The string "rose" may appear in lines of the listing. Report each line where it does.
--*--
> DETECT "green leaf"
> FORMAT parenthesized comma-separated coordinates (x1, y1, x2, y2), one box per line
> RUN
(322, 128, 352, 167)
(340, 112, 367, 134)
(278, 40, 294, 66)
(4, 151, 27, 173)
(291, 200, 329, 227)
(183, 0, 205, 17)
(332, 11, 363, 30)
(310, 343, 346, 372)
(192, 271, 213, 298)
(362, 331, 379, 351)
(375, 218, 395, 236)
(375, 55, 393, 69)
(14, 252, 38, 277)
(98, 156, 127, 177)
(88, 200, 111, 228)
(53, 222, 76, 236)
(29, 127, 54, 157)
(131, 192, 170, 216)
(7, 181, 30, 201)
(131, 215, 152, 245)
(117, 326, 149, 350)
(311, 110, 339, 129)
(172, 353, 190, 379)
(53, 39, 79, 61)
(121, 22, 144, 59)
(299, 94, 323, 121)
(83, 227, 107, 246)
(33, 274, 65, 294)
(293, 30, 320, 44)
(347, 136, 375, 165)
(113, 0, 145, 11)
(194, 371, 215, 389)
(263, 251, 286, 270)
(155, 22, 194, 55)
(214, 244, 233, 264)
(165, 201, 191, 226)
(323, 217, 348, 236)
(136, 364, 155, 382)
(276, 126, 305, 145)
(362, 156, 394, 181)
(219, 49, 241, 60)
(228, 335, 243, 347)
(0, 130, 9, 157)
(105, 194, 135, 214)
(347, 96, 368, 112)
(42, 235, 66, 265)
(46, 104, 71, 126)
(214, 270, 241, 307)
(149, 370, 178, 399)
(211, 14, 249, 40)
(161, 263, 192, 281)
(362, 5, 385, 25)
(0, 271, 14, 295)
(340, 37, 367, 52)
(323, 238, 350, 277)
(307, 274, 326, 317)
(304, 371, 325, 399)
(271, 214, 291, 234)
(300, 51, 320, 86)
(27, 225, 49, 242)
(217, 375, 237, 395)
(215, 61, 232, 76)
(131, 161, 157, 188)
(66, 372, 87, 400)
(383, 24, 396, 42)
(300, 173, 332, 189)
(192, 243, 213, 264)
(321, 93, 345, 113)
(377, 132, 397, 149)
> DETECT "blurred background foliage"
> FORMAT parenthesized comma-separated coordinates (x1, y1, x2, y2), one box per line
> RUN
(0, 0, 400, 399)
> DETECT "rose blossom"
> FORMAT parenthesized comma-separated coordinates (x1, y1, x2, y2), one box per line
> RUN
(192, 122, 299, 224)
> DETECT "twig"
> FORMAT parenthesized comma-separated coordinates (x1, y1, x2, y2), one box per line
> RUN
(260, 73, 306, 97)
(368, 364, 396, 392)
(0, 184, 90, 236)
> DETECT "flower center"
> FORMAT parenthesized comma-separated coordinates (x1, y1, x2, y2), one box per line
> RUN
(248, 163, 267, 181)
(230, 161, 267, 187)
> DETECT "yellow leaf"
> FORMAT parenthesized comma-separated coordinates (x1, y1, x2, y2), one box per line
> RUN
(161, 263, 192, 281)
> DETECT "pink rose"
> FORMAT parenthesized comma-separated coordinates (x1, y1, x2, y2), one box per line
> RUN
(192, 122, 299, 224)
--*--
**RESULT FOR THIS TASK:**
> DETECT "rose blossom"
> DETECT "pink rose"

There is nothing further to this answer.